======== Text block ========

NEWS

Statement

By Phill Wilson

In an Associated Press report published March 5, NAACP Executive Director Bruce S. Gordon announced he has resigned his post as the organization’s chief manager. The Black AIDS Institute’s Executive Director Phill Wilson, who has worked closely with the NAACP during Gordon’s tenure, made the following statement concerning the organization’s leadership on addressing the AIDS epidemic:

“At a time when half of all new HIV infections are among African Americans, the Black community desperately needs the sort of bold vision that the NAACP has demonstrated under the leadership of Bruce Gordon and Chairman Julian Bond. Time and again, the organization has stepped up to push Black America forward in its high-stakes fight against this disease.

“In August 2006, the NAACP was among a group of Black institutions that convened at the global AIDS conference in Toronto, Canada, to hammer out a ‘Marshal Plan’ to end AIDS in our community. Like the others present, the NAACP pledged to encourage HIV testing, hold policymakers accountable for treatment access in Black communities, and attack stigma surrounding the virus, among other commitments. It was an historic meeting in which the NAACP played a crucial role.

======== Data provided ========

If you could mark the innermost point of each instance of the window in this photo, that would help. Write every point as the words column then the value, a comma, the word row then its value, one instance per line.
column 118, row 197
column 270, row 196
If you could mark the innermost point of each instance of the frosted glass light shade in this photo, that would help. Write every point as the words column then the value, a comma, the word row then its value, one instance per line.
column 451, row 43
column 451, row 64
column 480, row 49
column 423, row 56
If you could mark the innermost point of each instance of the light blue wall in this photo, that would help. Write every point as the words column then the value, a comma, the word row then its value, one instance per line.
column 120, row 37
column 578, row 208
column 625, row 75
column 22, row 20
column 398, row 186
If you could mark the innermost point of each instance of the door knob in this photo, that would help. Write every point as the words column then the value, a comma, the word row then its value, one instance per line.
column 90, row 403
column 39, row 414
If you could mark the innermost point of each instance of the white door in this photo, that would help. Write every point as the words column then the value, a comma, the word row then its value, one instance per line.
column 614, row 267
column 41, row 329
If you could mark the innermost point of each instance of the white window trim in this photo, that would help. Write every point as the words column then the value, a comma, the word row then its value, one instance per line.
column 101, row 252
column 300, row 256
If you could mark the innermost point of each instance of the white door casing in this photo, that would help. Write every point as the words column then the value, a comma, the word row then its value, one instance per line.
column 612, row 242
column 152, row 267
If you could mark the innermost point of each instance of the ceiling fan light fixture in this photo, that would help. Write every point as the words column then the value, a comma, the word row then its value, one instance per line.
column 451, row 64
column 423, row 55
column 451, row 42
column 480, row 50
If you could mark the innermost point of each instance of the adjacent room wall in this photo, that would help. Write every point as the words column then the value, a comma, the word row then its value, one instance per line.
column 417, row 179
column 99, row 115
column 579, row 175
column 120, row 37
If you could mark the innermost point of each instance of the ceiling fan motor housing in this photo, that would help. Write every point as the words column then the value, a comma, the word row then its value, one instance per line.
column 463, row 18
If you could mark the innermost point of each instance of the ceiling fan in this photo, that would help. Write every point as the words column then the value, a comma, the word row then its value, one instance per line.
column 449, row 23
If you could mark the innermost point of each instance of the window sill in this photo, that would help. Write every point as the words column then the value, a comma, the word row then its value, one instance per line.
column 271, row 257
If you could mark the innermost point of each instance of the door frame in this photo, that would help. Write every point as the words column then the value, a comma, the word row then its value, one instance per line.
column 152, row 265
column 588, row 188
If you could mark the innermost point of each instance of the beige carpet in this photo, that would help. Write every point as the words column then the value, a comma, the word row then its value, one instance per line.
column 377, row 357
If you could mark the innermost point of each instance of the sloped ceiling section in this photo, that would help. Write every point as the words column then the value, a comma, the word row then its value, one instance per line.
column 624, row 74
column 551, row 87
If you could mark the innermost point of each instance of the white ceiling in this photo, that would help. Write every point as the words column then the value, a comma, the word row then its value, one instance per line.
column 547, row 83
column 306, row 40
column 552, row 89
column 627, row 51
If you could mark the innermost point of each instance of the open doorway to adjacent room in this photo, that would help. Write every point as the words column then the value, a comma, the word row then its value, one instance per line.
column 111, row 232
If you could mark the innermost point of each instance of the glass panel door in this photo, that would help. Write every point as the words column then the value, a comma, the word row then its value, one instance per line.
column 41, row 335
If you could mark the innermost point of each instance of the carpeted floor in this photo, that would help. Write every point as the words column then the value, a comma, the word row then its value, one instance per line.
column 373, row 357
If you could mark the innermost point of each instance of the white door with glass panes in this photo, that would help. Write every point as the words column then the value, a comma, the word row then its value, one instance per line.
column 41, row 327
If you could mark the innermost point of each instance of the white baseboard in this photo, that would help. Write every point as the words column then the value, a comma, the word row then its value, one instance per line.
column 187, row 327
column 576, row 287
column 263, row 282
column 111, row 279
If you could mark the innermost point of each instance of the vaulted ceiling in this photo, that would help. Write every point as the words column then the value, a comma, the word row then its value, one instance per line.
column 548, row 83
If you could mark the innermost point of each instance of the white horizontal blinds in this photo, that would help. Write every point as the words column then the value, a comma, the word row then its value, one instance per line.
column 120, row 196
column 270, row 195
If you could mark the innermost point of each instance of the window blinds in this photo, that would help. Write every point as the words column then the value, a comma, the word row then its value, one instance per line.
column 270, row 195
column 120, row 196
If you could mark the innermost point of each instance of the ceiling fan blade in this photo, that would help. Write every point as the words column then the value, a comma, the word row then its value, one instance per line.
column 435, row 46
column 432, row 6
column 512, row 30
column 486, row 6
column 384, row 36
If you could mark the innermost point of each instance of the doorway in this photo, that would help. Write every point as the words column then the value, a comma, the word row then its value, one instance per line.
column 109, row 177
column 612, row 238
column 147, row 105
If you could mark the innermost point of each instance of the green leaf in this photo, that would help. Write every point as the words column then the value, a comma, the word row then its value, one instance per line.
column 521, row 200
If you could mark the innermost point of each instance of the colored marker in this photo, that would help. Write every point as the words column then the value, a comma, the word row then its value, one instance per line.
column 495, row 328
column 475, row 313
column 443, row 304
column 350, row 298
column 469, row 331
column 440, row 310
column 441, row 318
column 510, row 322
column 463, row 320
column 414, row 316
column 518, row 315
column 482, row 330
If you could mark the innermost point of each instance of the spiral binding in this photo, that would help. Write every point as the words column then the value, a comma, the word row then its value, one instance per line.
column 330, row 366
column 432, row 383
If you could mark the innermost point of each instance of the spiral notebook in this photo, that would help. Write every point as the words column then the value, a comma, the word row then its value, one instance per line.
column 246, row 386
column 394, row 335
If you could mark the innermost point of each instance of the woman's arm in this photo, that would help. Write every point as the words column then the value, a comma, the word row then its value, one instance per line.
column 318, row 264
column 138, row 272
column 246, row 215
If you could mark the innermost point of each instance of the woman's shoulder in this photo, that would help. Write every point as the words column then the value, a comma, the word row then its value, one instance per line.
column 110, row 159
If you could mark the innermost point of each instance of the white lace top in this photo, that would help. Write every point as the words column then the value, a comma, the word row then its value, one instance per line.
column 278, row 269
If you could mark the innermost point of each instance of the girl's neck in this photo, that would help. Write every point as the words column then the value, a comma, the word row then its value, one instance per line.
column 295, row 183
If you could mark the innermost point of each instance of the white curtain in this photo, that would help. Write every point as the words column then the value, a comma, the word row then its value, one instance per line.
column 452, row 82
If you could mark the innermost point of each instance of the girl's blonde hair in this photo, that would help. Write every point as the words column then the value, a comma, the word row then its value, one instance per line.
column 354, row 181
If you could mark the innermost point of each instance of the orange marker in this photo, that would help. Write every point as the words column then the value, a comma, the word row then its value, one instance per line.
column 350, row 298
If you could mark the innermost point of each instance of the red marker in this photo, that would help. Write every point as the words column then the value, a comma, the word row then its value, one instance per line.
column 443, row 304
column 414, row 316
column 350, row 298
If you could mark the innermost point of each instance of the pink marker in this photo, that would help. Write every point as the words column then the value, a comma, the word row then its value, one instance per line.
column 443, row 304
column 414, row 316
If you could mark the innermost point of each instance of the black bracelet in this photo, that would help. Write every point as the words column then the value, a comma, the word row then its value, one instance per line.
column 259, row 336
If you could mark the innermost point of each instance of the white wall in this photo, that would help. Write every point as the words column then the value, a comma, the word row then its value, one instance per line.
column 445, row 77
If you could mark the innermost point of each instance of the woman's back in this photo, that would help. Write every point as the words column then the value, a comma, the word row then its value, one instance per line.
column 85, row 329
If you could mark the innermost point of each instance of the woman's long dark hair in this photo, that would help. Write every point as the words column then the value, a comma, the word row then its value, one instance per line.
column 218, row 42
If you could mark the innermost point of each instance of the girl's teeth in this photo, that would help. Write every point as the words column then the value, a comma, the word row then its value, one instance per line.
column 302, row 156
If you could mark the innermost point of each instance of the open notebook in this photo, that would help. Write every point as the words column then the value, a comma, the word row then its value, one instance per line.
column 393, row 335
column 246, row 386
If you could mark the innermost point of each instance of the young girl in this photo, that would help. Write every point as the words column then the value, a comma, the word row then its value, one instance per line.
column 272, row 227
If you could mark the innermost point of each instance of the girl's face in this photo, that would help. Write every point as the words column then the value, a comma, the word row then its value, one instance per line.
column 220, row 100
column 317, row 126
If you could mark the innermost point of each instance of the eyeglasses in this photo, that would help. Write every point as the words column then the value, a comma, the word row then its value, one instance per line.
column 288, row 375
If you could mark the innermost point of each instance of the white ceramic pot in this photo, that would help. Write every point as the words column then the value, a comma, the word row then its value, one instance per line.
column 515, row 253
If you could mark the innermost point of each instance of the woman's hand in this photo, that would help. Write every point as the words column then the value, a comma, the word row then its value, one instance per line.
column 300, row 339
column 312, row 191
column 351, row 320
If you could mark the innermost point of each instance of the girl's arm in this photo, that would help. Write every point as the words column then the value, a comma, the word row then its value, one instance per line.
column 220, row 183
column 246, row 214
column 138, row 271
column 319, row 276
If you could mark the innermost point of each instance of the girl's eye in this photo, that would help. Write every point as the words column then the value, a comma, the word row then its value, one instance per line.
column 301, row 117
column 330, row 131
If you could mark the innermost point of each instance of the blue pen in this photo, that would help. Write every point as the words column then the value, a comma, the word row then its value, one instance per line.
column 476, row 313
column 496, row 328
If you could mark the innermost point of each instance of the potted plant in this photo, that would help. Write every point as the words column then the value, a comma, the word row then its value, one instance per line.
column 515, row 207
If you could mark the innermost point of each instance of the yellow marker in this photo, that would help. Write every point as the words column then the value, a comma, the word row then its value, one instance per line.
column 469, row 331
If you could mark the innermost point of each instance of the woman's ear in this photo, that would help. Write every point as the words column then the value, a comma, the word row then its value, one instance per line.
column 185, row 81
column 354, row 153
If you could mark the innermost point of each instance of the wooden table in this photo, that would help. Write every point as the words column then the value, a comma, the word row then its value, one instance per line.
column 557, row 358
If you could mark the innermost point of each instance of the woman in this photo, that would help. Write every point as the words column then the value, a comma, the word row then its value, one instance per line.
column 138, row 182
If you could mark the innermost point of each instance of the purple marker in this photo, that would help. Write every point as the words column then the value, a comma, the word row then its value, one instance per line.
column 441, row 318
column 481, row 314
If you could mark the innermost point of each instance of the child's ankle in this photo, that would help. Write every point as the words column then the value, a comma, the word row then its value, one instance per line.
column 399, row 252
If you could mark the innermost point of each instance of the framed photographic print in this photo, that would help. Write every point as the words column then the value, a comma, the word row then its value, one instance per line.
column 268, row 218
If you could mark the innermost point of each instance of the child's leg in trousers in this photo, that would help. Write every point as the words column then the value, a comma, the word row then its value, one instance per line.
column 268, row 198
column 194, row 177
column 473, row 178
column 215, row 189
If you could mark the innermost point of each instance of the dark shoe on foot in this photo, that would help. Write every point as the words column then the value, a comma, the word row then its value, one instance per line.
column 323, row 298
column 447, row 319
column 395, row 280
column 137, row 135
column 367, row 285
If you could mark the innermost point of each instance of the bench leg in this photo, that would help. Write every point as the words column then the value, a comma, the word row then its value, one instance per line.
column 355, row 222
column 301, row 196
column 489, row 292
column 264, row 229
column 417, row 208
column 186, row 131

========

- Exercise brief
Continue the statement on the NAACP's role in fighting AIDS among Black Americans, picking up after its last sentence.

- Task answer
“And the organization has put action behind its words. At its annual convention, it offered onsite HIV testing and hosted several educational and cultural events raising awareness about the epidemic. Both Bruce Gordon and Chairman Bond took public HIV tests themselves. It further organized a national petition to reauthorize the Ryan White CARE Act and launched both a national HIV-testing campaign and its ‘NAACP CARES’ campaign to eradicate AIDS across the African Diaspora, including among African Americans.

“All of this unflinching leadership is just the sort the Black community has too long lacked on HIV/ AIDS.

“Gordon articulated in his convention address an organizational perspective that all of Black America must come to embrace surrounding HIV: ‘We’re going to reverse the trend of the spread of HIV/AIDS in our community,’ he said. ‘We’re accountable for it.’

“The Black AIDS Institute thanks Gordon, Chairman Bond and the NAACP for that accountability. And as the NAACP moves into its next exciting era, we are confident the organization will maintain the bold and crucial leadership post it has taken up in the fight against AIDS in Black America.”

Phill Wilson is the executive director of the Black AIDS Institute.